Challenge 1:
Answer these questions using the geothermal monitoring abstract, one line each, marked the same way:
(a) Where was the field investigation carried out?
(b) Which step was shown to be the most important in constraining the later temporal datasets?
(c) What do the authors conclude caused the observed decreases in resistivity?
Challenge 2: Summarize the geothermal monitoring abstract in two sentences.
Challenge 3: Reproduce the geothermal monitoring abstract word for word from "Authors: Drahor Mahmut" to "PDF ( 3.96Mb )".

--- START Quoted text ---

Authors: Drahor Mahmut G., Meriç A. Berge, Özde Bakak and Caner Öztürk
Issue: Vol 12, No 3, June 2014 pp. 337 - 350
DOI: 10.3997/1873-0604.2013054
Language: English
Info: Article, PDF ( 3.96Mb )

This investigation examines the electrical resistivity tomography (ERT) monitoring performed at geothermal sites. It includes two phases of time-lapse ERT studies of the shallow geothermal liquid transportation that results from the circulation of injected and re-injected liquids: synthetic modelling and field surveys. The synthetic modelling stage indicated that the injection process in the horizontal layered environment could cause temporal variations. The field investigation was performed between March 2010 and February 2011 at the Balçova geothermal site, İzmir-Turkey, which has supplied in-house heating since the 1990s. The time-lapse ERT investigations were performed on a shallow aquifer system near two boreholes used as injection and re-injection. In this study, the percentage changes in the synthetic models were determined and compared to the observed inverted time-lapse monitoring data. We propose that time-lapse inversion results are more reliable than the standard inversion approximation. However, the resistivity artefacts were significant, and were dependent on the selection of the comparison model and the inversion parameters. Also the selection of the initial model was shown to be the most important step in constraining the later temporal datasets. During the monitoring period, we observed very substantial decreases in the resistivity of time-lapse results. We conclude that these observed decreases are a result of subsurface temperature or salinity changes associated with the hydrothermal system and fault zone. As a result, this study indicates that time-lapse studies could be important in the characterisation of the subsurface changes that are connected with geothermal operations and climatic fluctuations.

--- END Quoted text ---
--- START Dataset excerpt ---

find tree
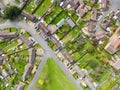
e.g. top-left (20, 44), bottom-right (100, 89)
top-left (3, 6), bottom-right (21, 20)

--- END Dataset excerpt ---

Worked answer 1:
(a) At the Balçova geothermal site, İzmir-Turkey.
(b) The selection of the initial model.
(c) Subsurface temperature or salinity changes associated with the hydrothermal system and fault zone.

Worked answer 2: The study used time-lapse electrical resistivity tomography, in synthetic modelling and in field surveys at the Balçova geothermal site in İzmir, Turkey, to monitor shallow geothermal liquid transport near two boreholes used for injection and re-injection. It observed substantial decreases in resistivity, attributed them to subsurface temperature or salinity changes tied to the hydrothermal system and fault zone, and concluded that time-lapse studies could be important in characterizing subsurface changes connected with geothermal operations and climatic fluctuations.

Worked answer 3:
Authors: Drahor Mahmut G., Meriç A. Berge, Özde Bakak and Caner Öztürk
Issue: Vol 12, No 3, June 2014 pp. 337 - 350
DOI: 10.3997/1873-0604.2013054
Language: English
Info: Article, PDF ( 3.96Mb )